— BEGIN DATA PROVIDED —

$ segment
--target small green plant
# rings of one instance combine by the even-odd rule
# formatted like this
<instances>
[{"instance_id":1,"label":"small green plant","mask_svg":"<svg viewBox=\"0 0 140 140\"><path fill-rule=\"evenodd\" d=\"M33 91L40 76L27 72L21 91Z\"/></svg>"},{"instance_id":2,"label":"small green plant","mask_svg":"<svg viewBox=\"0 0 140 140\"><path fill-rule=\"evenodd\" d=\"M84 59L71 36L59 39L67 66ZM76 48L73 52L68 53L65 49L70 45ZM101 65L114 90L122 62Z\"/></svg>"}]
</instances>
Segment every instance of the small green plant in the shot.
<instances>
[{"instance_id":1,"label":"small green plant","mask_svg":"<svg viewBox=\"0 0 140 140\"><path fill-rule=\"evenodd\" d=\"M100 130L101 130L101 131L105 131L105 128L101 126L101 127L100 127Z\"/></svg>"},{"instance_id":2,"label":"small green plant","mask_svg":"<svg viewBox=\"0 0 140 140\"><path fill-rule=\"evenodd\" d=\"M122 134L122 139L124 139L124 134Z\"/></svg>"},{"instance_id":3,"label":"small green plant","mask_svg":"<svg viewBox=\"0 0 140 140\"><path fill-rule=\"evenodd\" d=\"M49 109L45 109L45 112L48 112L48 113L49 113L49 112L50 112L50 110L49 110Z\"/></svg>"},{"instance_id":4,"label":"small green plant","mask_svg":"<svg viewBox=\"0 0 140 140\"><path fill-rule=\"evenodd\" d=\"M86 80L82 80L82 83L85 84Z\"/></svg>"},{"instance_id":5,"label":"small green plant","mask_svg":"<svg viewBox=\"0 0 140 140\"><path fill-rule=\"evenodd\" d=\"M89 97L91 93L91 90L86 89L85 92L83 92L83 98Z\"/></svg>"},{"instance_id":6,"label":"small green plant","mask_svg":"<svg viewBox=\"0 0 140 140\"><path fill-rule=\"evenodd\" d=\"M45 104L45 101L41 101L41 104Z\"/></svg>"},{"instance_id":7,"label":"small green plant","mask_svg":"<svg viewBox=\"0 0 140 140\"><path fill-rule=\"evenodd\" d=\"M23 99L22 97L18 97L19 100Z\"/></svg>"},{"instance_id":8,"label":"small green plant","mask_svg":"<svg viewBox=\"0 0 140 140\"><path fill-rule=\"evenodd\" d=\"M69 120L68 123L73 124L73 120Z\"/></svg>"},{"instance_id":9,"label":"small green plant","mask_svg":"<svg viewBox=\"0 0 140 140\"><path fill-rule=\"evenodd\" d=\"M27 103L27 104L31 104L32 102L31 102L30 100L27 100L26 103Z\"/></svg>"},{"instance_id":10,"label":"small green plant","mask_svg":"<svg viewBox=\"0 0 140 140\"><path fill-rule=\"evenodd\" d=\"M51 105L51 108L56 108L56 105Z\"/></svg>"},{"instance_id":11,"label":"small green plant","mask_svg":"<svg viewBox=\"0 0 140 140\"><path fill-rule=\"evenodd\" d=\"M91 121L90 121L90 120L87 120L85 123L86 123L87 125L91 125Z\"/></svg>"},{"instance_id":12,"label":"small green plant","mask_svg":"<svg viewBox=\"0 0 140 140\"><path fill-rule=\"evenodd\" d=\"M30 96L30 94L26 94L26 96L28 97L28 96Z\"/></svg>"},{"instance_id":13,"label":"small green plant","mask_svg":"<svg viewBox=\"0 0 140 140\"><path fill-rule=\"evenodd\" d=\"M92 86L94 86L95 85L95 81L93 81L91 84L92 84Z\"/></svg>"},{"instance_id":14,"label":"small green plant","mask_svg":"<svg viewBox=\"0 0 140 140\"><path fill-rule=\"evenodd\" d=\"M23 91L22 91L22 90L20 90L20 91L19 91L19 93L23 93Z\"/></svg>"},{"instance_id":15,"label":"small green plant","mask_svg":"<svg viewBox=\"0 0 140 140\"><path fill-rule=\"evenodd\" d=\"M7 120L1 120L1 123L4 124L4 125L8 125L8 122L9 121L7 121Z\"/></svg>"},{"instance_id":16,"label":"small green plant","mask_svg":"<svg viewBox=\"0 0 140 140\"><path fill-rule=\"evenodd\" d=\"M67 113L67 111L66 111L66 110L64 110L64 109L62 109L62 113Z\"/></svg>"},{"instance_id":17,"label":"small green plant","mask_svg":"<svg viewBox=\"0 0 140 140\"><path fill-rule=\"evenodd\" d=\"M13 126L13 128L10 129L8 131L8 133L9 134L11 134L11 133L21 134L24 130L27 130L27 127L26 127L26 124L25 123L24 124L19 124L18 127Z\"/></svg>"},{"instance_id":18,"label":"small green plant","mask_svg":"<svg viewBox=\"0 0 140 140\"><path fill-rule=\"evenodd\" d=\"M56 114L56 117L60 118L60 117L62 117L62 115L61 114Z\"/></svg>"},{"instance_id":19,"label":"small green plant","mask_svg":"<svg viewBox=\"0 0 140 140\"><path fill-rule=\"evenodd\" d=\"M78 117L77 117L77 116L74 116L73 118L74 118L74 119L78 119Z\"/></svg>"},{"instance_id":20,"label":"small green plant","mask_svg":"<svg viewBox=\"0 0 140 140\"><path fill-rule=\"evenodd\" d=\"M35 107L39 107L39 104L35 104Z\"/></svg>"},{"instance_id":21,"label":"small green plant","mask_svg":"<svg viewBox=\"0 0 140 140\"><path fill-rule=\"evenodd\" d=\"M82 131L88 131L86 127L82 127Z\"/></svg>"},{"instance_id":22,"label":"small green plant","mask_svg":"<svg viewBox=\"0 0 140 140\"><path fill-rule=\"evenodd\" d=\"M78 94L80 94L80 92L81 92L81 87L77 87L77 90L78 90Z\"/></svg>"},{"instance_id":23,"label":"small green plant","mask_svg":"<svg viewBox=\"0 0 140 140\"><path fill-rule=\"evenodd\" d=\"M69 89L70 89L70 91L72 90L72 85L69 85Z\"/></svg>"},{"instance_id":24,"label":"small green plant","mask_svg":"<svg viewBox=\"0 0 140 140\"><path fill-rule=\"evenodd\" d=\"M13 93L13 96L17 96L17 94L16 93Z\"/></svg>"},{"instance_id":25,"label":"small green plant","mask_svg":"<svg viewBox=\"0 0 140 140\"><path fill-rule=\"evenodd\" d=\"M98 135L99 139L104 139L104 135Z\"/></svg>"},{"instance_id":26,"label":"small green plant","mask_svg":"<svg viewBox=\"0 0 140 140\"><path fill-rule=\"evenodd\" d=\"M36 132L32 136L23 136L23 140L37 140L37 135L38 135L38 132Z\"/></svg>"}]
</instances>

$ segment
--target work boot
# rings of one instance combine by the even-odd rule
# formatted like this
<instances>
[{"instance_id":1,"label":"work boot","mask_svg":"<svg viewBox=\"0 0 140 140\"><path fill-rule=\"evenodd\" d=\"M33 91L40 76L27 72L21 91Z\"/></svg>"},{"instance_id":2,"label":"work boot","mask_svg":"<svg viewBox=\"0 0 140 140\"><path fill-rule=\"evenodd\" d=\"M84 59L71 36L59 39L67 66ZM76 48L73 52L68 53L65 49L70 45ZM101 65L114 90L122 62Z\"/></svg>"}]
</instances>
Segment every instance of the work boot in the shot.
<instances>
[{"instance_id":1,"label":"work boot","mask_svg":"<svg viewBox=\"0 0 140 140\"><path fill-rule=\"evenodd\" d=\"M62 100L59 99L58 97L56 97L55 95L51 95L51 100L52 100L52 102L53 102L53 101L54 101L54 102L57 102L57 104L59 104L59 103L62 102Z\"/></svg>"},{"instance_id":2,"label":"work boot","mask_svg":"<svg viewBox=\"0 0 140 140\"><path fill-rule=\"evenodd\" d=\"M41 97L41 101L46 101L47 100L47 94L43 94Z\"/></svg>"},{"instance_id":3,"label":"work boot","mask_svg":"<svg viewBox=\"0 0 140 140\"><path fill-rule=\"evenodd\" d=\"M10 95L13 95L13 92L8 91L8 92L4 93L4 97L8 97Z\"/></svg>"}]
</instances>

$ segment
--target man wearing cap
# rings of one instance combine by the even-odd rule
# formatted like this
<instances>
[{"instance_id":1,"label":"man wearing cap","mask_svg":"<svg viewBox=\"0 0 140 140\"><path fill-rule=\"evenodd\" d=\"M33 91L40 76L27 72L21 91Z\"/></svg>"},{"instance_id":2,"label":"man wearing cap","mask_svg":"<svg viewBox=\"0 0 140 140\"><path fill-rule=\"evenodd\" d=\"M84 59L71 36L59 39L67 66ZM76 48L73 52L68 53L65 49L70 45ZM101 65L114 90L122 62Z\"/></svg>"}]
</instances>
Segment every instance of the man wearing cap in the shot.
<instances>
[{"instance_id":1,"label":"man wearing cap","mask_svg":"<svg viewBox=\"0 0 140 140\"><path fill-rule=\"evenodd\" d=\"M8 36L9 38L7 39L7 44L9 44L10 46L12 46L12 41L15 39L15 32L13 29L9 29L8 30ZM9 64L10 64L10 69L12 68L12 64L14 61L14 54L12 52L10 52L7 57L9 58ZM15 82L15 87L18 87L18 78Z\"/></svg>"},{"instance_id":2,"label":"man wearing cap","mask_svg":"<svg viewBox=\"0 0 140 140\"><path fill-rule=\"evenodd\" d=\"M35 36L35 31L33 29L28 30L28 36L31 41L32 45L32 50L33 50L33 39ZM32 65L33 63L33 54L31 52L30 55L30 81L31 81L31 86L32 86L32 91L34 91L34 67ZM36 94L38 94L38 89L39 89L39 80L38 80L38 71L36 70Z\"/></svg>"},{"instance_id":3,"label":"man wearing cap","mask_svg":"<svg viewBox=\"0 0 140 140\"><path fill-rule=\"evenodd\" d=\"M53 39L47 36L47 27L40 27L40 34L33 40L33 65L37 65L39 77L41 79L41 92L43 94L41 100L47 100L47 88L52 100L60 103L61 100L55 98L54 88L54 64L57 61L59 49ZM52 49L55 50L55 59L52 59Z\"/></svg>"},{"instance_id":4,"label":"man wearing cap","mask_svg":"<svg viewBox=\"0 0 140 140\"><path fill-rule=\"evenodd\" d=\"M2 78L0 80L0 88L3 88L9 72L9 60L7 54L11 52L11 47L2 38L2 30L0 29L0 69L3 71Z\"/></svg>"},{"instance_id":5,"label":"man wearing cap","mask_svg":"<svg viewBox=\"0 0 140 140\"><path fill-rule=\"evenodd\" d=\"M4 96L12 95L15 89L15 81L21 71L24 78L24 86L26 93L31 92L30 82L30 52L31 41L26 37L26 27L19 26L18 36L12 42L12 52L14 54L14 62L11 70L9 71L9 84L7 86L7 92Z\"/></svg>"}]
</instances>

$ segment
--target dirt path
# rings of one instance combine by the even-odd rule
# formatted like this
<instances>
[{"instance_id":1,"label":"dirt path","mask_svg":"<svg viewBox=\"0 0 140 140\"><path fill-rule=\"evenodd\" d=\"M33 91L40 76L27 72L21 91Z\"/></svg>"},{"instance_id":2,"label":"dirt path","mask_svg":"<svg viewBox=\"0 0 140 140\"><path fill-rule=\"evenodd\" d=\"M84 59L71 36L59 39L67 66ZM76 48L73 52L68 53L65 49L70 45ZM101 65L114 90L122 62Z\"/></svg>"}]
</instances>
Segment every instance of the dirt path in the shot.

— END DATA PROVIDED —

WRITTEN INSTRUCTION: How many lines in the records above contain the string "target"? Reply with the number alone.

REPLY TO THE EXERCISE: 4